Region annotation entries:
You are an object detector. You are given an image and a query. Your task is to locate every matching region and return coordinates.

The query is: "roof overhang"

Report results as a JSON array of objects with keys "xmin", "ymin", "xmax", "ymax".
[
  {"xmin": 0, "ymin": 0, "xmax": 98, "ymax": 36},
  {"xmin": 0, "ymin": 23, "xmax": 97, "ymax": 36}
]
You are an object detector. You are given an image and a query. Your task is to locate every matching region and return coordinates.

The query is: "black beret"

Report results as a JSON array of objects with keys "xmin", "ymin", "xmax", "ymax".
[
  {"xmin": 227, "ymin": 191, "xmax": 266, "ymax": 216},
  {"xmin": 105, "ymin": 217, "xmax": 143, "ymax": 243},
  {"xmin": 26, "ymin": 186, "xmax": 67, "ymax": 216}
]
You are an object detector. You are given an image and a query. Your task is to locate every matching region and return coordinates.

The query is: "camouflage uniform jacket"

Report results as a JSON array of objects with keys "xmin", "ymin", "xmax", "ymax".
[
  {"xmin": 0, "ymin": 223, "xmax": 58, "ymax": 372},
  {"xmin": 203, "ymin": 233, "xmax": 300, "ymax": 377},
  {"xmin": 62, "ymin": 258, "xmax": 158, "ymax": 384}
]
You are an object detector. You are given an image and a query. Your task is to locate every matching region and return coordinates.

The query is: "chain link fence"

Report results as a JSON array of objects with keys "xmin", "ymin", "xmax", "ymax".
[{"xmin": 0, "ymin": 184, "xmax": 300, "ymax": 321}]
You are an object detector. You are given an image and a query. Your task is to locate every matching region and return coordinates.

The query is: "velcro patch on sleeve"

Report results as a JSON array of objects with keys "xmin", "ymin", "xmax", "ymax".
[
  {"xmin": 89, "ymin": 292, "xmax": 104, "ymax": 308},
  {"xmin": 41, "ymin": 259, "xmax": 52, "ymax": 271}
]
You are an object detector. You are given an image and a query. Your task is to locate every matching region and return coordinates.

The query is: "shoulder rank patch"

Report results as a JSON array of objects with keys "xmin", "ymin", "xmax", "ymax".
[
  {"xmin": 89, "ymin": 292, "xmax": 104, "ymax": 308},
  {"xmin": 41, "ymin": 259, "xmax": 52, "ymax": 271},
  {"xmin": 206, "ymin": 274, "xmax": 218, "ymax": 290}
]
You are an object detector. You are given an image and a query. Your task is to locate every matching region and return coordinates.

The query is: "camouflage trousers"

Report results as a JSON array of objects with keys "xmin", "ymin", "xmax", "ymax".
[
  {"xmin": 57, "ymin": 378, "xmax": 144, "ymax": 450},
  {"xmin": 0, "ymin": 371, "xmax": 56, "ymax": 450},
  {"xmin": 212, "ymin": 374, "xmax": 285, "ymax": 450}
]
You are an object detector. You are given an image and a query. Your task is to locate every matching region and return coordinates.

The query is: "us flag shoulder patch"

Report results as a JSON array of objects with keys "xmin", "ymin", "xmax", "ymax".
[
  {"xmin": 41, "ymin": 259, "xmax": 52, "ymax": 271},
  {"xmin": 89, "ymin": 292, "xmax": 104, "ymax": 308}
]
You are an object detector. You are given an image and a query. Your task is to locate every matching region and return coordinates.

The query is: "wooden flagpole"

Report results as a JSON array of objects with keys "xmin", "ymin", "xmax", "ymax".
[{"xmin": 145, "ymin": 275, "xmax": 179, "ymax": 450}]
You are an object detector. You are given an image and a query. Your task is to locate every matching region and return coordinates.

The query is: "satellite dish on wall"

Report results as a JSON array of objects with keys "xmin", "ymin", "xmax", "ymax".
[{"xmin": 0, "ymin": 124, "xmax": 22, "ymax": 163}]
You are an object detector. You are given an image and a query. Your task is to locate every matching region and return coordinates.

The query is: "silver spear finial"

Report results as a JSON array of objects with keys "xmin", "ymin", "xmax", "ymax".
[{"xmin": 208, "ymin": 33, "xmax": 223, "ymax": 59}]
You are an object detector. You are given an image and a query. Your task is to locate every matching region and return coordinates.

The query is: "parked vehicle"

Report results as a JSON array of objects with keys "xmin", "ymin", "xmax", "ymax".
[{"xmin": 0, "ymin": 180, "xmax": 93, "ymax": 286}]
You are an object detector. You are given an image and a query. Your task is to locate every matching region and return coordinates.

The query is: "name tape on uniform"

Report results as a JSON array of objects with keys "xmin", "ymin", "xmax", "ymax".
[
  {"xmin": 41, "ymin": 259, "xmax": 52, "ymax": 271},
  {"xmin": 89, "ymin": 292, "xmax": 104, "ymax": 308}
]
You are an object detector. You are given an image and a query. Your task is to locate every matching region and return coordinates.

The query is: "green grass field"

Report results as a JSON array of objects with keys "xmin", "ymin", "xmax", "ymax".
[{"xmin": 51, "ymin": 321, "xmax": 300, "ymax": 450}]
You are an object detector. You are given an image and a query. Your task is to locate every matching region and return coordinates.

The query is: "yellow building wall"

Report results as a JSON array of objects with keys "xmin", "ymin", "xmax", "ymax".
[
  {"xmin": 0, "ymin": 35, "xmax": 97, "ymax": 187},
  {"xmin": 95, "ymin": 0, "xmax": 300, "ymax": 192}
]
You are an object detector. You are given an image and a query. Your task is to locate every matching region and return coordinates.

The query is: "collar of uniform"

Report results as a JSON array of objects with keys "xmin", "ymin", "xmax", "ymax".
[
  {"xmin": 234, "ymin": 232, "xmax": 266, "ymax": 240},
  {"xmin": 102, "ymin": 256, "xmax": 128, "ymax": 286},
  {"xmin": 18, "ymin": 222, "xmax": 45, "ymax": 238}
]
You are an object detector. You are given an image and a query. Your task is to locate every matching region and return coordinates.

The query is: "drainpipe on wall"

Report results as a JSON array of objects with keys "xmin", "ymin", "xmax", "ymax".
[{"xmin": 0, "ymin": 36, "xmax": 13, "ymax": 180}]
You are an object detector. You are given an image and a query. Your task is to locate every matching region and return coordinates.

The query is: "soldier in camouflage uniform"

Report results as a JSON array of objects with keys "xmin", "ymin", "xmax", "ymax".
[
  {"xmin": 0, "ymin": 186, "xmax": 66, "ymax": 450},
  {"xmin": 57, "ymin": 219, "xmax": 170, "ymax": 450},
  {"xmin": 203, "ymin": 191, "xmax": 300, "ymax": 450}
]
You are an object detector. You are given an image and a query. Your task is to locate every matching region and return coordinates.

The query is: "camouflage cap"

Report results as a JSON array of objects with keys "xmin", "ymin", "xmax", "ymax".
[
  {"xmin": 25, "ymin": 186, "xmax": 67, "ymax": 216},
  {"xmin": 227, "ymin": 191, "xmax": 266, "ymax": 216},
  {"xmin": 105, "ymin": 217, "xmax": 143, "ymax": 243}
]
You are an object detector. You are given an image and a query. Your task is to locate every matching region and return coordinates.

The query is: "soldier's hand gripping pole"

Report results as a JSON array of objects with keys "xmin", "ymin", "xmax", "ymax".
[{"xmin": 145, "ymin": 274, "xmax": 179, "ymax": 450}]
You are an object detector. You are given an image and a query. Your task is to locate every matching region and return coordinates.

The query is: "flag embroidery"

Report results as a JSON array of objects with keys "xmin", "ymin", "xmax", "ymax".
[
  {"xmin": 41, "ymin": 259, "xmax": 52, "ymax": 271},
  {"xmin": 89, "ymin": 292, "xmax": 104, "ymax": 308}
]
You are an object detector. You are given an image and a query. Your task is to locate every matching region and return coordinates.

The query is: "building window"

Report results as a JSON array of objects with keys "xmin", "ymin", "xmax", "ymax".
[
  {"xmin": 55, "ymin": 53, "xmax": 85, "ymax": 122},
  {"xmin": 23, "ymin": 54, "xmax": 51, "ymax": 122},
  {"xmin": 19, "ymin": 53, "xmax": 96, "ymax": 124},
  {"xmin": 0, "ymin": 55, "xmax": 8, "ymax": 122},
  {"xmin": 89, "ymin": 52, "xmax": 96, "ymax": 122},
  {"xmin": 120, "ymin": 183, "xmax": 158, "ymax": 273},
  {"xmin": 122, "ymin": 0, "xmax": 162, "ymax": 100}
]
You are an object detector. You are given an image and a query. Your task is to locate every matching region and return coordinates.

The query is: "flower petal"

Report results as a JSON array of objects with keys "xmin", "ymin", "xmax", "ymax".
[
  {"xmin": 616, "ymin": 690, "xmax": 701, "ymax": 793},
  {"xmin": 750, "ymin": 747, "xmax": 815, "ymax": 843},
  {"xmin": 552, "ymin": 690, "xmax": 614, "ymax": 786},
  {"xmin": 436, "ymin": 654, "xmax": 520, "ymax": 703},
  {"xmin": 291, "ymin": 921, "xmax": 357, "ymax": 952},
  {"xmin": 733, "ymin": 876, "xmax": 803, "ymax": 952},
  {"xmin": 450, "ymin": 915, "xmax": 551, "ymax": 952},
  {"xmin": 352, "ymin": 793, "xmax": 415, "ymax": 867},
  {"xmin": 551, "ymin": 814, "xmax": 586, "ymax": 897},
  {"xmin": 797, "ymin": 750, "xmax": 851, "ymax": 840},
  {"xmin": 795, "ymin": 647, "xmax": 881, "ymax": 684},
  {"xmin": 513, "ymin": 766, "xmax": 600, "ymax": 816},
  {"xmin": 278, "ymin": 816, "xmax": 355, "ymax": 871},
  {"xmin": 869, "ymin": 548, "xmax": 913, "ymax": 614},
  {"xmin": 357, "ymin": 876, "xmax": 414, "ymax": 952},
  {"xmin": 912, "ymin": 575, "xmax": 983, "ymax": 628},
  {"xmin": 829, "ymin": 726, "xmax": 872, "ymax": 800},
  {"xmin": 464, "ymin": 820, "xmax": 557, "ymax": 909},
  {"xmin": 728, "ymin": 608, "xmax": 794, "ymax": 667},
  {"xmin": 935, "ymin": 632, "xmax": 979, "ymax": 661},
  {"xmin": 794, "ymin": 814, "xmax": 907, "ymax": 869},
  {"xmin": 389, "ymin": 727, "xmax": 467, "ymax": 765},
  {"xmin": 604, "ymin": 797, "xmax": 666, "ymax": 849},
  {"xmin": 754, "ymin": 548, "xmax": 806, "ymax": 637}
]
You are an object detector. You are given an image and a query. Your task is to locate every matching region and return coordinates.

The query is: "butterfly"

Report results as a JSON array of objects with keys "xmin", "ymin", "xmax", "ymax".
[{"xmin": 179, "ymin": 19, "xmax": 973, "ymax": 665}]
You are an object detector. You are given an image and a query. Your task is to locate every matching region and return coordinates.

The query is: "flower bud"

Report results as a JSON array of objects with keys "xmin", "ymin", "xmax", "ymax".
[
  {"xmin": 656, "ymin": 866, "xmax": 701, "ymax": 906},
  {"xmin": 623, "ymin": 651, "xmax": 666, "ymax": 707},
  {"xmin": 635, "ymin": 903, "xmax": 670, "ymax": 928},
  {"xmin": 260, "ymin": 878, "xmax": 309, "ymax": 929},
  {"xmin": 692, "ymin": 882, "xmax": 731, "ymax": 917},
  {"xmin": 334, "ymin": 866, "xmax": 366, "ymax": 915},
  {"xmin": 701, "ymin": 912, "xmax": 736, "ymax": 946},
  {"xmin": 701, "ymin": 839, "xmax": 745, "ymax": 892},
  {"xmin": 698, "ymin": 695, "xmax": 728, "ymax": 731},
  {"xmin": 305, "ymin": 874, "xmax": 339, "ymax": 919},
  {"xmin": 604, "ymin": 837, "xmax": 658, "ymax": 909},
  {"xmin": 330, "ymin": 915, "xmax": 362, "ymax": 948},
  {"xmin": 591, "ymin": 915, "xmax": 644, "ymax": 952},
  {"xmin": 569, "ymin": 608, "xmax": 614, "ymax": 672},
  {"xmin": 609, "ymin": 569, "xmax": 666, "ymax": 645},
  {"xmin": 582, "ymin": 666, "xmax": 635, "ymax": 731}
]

* _Aim_
Show every line from the items above that contains the word "uniform", copied without changes.

* _Exercise output_
The query is: "camouflage uniform jacket"
The query is: "name tape on uniform"
The query is: "collar of uniform"
The query is: "soldier in camouflage uniform"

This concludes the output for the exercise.